◆ TASK LIST:
- 1) In the text on fairness and the right of refusal, what does the author say fuels revolution?
- 2) Rewrite the part of the fairness text starting with "If all people" and going on through "want social stability.", changing "revolution" to "unrest".
─── TEXT EXCERPT
We all have our own vision of what constitutes fairness. So, how can we best arrive at a collective vision of fairness that we can all agree on? Just granting the right of refusal could get us there. That right can be derived from the libertarian non-aggression principle. If it is not right to initiate force or fraud, it is also not right to initiate force or fraud because someone does not do what you tell them to, no matter who you are or how many badges or warrants you have. We need a right of divorce not only from an unhappy marriage, but from an unhappy relationship with a government, or a church, or business.

If all people in the society were only involved in activities they had agreed to, we would have a lot greater perception of fairness. If you don't think its fair, just say no. A perception of unfairness is what fuels revolution, so even if you think that the right of refusal will not bring fairness, you might still be for it if you want social stability.

There is a distinction between authoritarianism and authority. There are authoritarians and there are authorities. An authoritarian is someone who has gotten political power, or would like to get or use political power. An authority is someone who has earned trust by providing service. They are seldom the same people. You don't earn trust by bossing people around. An authoritarian has the illusion of power. An authority has real power, as long as he keeps providing service at his current level. An authoritarian is the cop who gives you a ticket for speeding. An authority is the plumber you call because he has built up trust in your friends and family by providing good service.
──────
─── DATASET ENTRIES
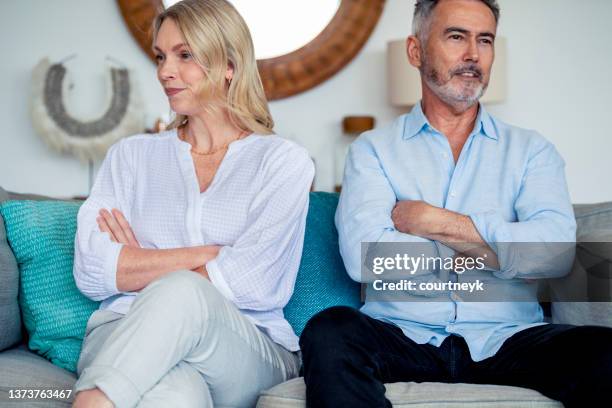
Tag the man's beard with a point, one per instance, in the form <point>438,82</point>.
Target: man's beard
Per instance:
<point>460,97</point>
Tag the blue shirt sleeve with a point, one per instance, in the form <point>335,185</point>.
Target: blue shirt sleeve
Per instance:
<point>545,220</point>
<point>364,210</point>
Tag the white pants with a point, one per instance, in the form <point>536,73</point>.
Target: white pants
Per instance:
<point>182,344</point>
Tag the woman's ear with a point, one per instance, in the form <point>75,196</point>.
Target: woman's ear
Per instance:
<point>413,49</point>
<point>229,73</point>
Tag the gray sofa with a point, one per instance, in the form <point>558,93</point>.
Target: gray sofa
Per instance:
<point>21,369</point>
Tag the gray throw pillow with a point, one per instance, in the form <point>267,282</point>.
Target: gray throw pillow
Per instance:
<point>10,318</point>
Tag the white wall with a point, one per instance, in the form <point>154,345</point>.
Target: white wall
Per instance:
<point>559,66</point>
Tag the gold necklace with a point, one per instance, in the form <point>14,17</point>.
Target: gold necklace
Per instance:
<point>215,150</point>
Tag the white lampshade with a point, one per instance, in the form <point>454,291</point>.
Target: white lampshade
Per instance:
<point>404,80</point>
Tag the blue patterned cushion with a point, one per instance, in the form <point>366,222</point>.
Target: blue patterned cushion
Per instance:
<point>55,313</point>
<point>322,281</point>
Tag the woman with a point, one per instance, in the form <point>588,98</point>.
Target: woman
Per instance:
<point>192,238</point>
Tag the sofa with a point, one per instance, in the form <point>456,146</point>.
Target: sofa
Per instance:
<point>322,282</point>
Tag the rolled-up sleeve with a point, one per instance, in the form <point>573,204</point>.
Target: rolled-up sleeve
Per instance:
<point>364,212</point>
<point>533,246</point>
<point>95,255</point>
<point>258,272</point>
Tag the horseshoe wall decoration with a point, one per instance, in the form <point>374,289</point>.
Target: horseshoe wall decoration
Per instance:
<point>88,140</point>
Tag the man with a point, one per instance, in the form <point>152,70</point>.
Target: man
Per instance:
<point>449,173</point>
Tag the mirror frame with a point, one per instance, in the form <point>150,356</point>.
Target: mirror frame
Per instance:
<point>297,71</point>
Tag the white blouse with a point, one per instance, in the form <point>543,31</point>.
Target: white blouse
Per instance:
<point>255,208</point>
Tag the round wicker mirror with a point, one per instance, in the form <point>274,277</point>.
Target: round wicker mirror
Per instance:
<point>296,71</point>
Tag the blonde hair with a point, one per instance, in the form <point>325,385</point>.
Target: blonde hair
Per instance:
<point>218,36</point>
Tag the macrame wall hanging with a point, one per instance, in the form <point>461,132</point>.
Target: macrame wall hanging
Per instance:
<point>88,140</point>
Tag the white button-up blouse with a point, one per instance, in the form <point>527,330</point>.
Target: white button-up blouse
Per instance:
<point>255,208</point>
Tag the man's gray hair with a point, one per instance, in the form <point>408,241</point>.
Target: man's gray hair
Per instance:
<point>424,8</point>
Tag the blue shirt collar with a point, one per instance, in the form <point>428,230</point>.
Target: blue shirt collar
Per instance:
<point>416,120</point>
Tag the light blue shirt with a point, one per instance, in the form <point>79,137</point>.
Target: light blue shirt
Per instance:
<point>509,181</point>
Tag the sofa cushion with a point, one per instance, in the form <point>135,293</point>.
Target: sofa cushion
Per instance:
<point>22,369</point>
<point>322,281</point>
<point>590,276</point>
<point>55,313</point>
<point>10,319</point>
<point>292,394</point>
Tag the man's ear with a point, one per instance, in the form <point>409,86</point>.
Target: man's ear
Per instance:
<point>414,50</point>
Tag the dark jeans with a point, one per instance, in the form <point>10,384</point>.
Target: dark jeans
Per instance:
<point>348,357</point>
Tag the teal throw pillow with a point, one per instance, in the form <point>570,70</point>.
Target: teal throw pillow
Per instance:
<point>322,281</point>
<point>41,235</point>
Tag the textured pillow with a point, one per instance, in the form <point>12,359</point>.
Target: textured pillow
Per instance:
<point>55,313</point>
<point>322,281</point>
<point>10,320</point>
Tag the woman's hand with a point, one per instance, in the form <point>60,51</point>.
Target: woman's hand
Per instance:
<point>115,224</point>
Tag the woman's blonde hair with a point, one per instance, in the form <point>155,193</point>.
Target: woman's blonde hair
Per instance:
<point>218,36</point>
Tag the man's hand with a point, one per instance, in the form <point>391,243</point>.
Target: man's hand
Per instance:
<point>454,230</point>
<point>416,218</point>
<point>115,224</point>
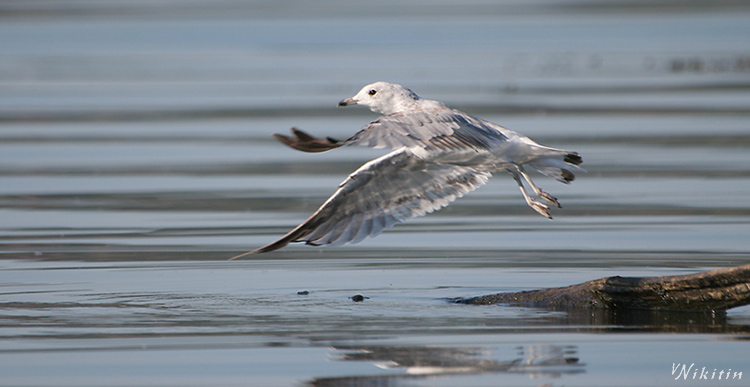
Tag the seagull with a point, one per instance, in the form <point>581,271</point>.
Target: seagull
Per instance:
<point>439,155</point>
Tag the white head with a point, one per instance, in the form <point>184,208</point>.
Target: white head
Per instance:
<point>383,97</point>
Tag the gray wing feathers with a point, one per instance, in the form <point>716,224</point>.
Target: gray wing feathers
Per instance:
<point>381,193</point>
<point>437,129</point>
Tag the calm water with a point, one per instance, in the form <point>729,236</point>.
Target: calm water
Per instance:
<point>136,157</point>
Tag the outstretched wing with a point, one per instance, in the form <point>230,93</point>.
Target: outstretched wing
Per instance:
<point>434,129</point>
<point>381,193</point>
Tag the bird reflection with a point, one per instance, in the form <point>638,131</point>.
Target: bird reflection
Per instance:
<point>536,361</point>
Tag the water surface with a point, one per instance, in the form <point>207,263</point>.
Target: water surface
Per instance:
<point>136,157</point>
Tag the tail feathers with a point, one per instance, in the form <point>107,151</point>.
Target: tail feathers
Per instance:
<point>561,167</point>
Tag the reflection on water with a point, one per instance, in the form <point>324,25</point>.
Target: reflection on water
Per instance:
<point>536,361</point>
<point>136,157</point>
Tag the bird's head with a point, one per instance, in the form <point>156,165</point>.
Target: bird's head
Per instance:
<point>383,97</point>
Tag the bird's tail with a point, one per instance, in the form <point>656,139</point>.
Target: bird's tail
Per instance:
<point>559,164</point>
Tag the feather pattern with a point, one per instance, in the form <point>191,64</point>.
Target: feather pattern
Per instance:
<point>381,193</point>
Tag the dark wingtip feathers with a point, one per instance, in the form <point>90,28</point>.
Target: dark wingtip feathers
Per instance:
<point>573,158</point>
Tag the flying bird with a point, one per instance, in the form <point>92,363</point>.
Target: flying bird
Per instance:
<point>439,155</point>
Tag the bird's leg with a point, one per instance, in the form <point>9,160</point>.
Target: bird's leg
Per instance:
<point>544,195</point>
<point>537,206</point>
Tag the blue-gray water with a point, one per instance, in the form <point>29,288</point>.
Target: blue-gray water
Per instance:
<point>136,157</point>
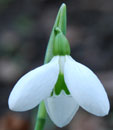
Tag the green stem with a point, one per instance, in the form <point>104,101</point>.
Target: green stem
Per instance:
<point>41,117</point>
<point>61,23</point>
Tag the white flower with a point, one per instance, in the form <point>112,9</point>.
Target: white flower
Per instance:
<point>85,90</point>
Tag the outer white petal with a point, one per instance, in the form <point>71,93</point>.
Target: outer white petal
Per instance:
<point>86,88</point>
<point>34,86</point>
<point>61,108</point>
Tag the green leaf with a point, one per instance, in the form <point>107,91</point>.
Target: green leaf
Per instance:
<point>60,22</point>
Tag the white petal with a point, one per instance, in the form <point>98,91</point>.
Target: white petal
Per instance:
<point>86,88</point>
<point>34,86</point>
<point>61,108</point>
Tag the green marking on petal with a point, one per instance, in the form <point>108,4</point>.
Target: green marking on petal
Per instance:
<point>60,85</point>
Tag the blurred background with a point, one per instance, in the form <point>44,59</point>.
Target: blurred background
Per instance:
<point>25,27</point>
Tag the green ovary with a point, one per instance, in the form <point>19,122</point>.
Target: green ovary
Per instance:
<point>60,85</point>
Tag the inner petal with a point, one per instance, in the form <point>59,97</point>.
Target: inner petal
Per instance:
<point>61,108</point>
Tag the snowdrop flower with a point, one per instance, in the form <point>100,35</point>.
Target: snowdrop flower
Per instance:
<point>64,85</point>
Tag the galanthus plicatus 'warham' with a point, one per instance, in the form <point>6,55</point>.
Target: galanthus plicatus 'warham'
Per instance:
<point>64,85</point>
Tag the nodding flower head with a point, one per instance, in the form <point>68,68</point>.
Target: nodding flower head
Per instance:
<point>64,85</point>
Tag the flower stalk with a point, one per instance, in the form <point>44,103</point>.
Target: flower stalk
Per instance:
<point>60,23</point>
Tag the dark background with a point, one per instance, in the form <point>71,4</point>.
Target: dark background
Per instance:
<point>25,27</point>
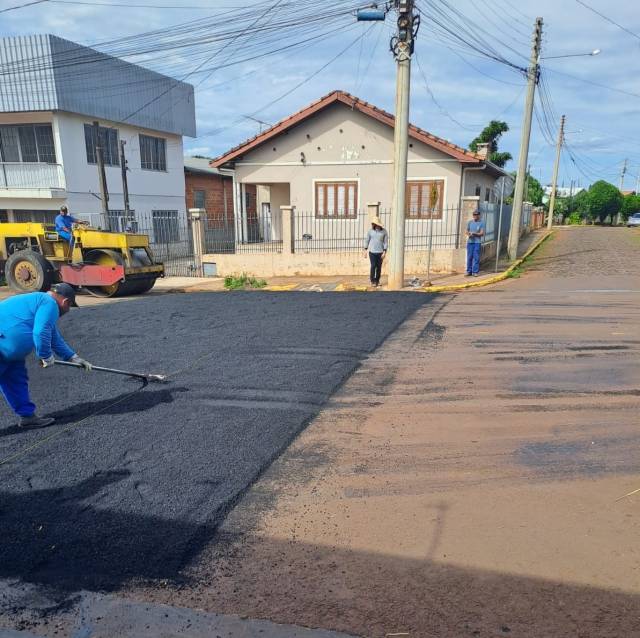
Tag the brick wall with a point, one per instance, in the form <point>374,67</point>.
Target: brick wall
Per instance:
<point>217,189</point>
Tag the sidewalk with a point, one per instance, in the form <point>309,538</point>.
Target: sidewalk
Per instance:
<point>414,281</point>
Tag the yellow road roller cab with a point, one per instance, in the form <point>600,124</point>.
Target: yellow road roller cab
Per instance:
<point>33,257</point>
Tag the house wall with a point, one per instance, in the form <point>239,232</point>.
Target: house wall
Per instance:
<point>218,193</point>
<point>342,144</point>
<point>77,79</point>
<point>484,180</point>
<point>148,190</point>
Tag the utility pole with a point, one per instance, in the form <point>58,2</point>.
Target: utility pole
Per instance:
<point>518,196</point>
<point>125,184</point>
<point>556,167</point>
<point>402,46</point>
<point>570,207</point>
<point>622,174</point>
<point>102,176</point>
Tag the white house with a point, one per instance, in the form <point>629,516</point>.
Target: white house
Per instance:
<point>51,93</point>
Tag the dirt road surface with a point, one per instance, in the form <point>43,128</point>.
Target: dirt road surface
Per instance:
<point>464,481</point>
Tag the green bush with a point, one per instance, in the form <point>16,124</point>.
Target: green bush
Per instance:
<point>574,219</point>
<point>244,281</point>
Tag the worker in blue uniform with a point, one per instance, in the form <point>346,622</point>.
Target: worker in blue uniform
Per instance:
<point>64,224</point>
<point>28,322</point>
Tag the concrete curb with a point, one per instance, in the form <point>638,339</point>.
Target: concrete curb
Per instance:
<point>490,280</point>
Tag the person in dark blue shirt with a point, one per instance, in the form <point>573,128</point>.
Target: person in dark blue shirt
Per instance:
<point>64,224</point>
<point>28,322</point>
<point>475,232</point>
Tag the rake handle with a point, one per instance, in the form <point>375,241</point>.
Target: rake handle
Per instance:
<point>135,375</point>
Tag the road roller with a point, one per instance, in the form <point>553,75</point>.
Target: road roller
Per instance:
<point>106,264</point>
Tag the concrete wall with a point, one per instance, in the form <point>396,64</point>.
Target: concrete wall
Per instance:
<point>484,180</point>
<point>341,144</point>
<point>71,77</point>
<point>148,190</point>
<point>336,264</point>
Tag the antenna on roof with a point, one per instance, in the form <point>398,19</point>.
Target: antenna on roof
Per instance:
<point>261,123</point>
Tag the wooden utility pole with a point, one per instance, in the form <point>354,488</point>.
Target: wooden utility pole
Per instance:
<point>125,184</point>
<point>518,196</point>
<point>556,167</point>
<point>102,176</point>
<point>622,174</point>
<point>402,46</point>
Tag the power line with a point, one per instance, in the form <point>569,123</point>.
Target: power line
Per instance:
<point>22,6</point>
<point>156,98</point>
<point>435,101</point>
<point>290,91</point>
<point>608,19</point>
<point>602,86</point>
<point>139,6</point>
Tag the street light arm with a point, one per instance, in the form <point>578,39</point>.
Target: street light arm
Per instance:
<point>572,55</point>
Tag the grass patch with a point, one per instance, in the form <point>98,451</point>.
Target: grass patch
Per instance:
<point>243,282</point>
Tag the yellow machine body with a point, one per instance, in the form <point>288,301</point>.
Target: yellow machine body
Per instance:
<point>34,256</point>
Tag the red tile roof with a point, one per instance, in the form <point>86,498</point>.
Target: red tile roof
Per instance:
<point>356,104</point>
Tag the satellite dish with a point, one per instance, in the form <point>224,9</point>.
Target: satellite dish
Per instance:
<point>506,182</point>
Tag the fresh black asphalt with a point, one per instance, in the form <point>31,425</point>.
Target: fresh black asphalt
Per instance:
<point>132,483</point>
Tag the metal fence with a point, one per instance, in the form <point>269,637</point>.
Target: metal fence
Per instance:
<point>347,234</point>
<point>170,239</point>
<point>255,232</point>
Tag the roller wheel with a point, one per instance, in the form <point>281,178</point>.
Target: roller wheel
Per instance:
<point>120,288</point>
<point>28,271</point>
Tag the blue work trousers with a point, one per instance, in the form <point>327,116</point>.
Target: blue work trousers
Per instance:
<point>14,383</point>
<point>473,258</point>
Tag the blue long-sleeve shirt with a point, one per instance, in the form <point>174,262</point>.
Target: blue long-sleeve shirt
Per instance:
<point>28,322</point>
<point>64,223</point>
<point>377,241</point>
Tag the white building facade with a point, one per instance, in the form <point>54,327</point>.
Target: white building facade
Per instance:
──────
◆ RESULTS OF THE EXERCISE:
- 1) A perception of unfairness fuels revolution.

- 2)
If all people in the society were only involved in activities they had agreed to, we would have a lot greater perception of fairness. If you don't think its fair, just say no. A perception of unfairness is what fuels unrest, so even if you think that the right of refusal will not bring fairness, you might still be for it if you want social stability.